## TASK OBJECTIVE
What is needed is an exact copy of every line from the one with "green grass in" to the end of the entries below, without the pictures.

Referring expression data
—————

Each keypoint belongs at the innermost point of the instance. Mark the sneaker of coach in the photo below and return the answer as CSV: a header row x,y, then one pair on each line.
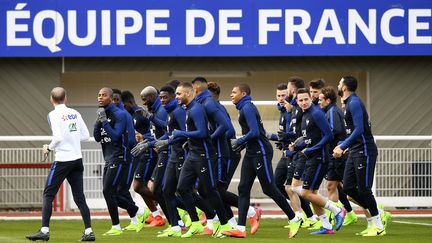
x,y
88,237
38,236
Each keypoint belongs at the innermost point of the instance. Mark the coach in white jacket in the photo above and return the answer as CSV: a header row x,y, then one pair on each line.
x,y
68,130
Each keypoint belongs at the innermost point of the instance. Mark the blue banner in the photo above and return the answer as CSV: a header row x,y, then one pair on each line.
x,y
52,28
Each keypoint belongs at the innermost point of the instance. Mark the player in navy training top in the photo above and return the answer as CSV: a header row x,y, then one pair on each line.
x,y
315,87
336,167
110,131
256,162
158,117
363,152
198,163
145,162
316,134
124,198
296,164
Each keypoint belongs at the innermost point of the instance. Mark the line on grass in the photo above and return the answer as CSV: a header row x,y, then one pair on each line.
x,y
10,239
407,222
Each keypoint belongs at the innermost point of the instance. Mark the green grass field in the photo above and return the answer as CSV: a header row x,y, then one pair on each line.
x,y
271,231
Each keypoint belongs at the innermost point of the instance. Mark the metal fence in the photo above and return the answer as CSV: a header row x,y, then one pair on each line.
x,y
403,177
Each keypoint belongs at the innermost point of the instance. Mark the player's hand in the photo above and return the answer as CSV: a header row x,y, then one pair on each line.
x,y
279,145
185,146
45,149
161,145
235,146
282,136
101,115
303,153
138,136
288,106
268,135
291,147
298,141
337,152
177,133
139,148
147,114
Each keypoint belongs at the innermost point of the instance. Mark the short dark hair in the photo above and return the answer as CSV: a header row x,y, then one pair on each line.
x,y
169,89
329,93
282,86
214,88
303,91
173,83
199,79
244,88
297,82
116,91
185,85
127,96
317,83
350,82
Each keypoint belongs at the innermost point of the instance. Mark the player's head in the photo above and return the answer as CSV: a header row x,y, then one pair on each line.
x,y
315,87
173,83
346,85
199,84
327,97
303,98
105,96
149,95
166,94
128,100
184,93
281,93
214,89
239,91
58,96
116,97
294,83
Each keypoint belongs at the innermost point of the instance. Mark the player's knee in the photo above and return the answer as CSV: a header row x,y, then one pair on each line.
x,y
350,191
298,190
332,186
364,192
107,191
269,190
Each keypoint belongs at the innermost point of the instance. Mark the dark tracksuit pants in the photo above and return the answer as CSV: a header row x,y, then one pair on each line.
x,y
125,200
172,173
358,180
111,179
203,169
261,167
158,179
72,171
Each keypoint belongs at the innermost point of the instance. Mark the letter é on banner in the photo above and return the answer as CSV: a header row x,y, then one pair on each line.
x,y
191,17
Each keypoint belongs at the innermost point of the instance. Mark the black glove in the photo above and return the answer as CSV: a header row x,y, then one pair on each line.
x,y
147,114
101,115
279,145
269,135
298,141
185,146
139,148
235,147
161,145
282,136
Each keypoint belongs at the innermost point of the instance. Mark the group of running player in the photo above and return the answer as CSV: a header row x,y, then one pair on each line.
x,y
180,151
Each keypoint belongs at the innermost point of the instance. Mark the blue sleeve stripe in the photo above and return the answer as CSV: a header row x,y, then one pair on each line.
x,y
331,119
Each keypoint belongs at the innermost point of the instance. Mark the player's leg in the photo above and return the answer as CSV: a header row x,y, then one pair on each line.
x,y
111,180
247,177
54,180
158,179
75,179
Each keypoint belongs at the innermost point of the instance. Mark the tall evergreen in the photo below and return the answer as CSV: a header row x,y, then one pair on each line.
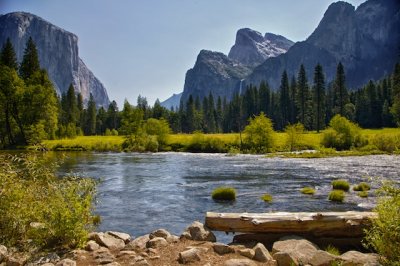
x,y
341,96
319,98
284,99
30,61
7,55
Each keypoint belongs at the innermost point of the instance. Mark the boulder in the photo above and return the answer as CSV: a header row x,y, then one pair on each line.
x,y
156,242
323,258
190,255
239,262
138,243
355,258
222,249
3,253
123,236
160,233
261,253
66,262
107,241
247,252
92,245
198,232
301,251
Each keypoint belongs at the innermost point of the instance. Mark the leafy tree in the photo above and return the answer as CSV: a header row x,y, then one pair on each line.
x,y
30,61
260,134
341,96
7,55
319,98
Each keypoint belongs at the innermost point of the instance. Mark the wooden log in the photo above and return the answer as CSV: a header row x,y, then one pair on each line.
x,y
319,224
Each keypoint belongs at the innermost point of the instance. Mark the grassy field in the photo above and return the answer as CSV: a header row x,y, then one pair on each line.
x,y
218,142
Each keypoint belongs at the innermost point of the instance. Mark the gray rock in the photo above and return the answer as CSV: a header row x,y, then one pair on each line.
x,y
3,253
239,262
160,233
323,258
108,241
261,253
138,243
222,249
196,231
92,245
355,258
300,250
189,256
58,53
157,242
123,236
247,252
66,262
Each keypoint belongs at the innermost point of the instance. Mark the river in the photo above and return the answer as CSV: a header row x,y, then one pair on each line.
x,y
143,192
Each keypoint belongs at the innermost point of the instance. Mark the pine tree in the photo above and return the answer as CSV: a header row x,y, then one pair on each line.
x,y
7,55
341,96
284,99
319,98
30,61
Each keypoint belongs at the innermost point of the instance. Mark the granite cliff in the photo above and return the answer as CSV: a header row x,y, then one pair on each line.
x,y
58,53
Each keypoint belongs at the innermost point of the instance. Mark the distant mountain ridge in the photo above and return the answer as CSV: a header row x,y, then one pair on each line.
x,y
58,53
366,40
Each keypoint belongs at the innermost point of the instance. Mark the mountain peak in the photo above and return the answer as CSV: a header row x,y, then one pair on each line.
x,y
252,48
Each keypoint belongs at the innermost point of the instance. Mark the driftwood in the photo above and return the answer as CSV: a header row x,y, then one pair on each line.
x,y
314,224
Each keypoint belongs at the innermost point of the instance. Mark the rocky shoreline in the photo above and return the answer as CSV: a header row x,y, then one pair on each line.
x,y
196,246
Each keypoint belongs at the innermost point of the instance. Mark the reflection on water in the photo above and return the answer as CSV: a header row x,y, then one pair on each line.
x,y
143,192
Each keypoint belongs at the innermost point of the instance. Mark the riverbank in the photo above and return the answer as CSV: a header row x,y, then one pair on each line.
x,y
196,246
230,143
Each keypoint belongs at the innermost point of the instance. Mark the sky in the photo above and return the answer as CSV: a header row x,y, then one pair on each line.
x,y
145,47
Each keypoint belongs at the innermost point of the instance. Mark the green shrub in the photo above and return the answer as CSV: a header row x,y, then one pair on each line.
x,y
308,190
336,195
341,184
362,187
37,205
342,134
266,198
384,234
363,194
224,193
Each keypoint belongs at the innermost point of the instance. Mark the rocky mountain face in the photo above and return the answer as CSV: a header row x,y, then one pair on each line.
x,y
58,53
366,40
222,75
252,49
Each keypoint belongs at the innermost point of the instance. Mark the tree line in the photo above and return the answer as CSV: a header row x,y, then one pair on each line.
x,y
32,111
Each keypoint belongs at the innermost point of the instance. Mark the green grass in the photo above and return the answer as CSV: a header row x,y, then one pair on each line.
x,y
224,193
362,187
308,190
266,198
336,195
340,184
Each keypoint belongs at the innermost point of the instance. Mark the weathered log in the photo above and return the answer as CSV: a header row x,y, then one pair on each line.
x,y
318,224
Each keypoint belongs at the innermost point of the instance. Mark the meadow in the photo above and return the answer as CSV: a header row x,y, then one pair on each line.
x,y
378,140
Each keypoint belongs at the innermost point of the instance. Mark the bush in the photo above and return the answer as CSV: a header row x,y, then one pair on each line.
x,y
308,190
343,134
336,195
37,206
362,187
260,134
266,198
340,184
224,193
384,234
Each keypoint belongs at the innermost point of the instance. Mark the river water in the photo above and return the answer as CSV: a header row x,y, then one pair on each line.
x,y
143,192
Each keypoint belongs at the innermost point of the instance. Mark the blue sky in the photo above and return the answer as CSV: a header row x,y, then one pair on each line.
x,y
146,46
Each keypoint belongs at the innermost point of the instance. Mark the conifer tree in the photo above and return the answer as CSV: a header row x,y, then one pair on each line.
x,y
30,61
319,98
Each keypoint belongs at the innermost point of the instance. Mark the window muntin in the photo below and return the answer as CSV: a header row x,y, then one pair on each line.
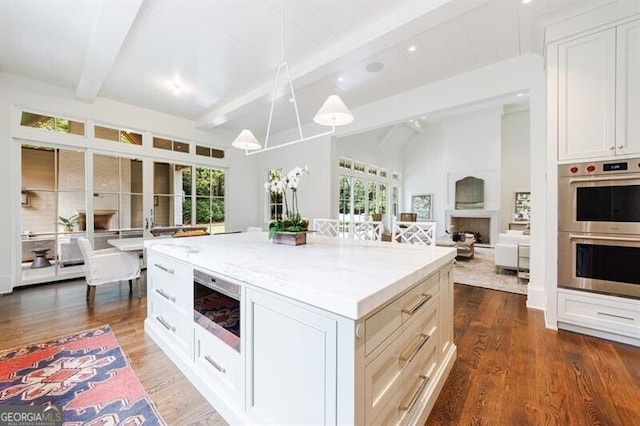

—————

## OUTPUT
Each keypoint belongs at the innermost point of the instance. Mark the green grass in the photo above and return the answer as CSV: a header row x,y, then one pair on each line.
x,y
224,193
362,187
308,190
266,198
336,195
340,184
Each keypoint belongs at the innermost point of the instance. Mark the weathered log in the photo above and return the answer as CSV: a header row x,y, then one pair on each line.
x,y
318,224
Each keypoint belongs at the innermost point of the instance. Mark the meadow in the photo above and return the answer as CSV: a header row x,y, then one pair on each line.
x,y
378,140
Each keypoint belongs at the innermost point of the instance. Mark the bush in the photo above and return the answer as CSV: a header row x,y, then one pair on each line.
x,y
308,190
343,134
336,195
37,206
362,187
260,134
266,198
340,184
224,193
384,234
Each keypoint belongs at the innermost point of the instance. Mark the river water in the photo above and return the answer as CSV: a header row x,y, then one pair on each line.
x,y
143,192
Each keypoint belongs at the innermost point of the instance. Mark the blue sky in the photo above and return the answer as CSV: a header row x,y, then one pair on each line.
x,y
146,46
Each keypoint belongs at the innermost point of the instance. Mark the conifer tree in the photo above and return the answer as CSV: a header row x,y, then one pair on each line.
x,y
30,61
319,98
Each keypoint belongs at the innermost point of the instance. Mark the window muntin in the photo below and return the answer as CSV: a header row x,y, then one pair on each line.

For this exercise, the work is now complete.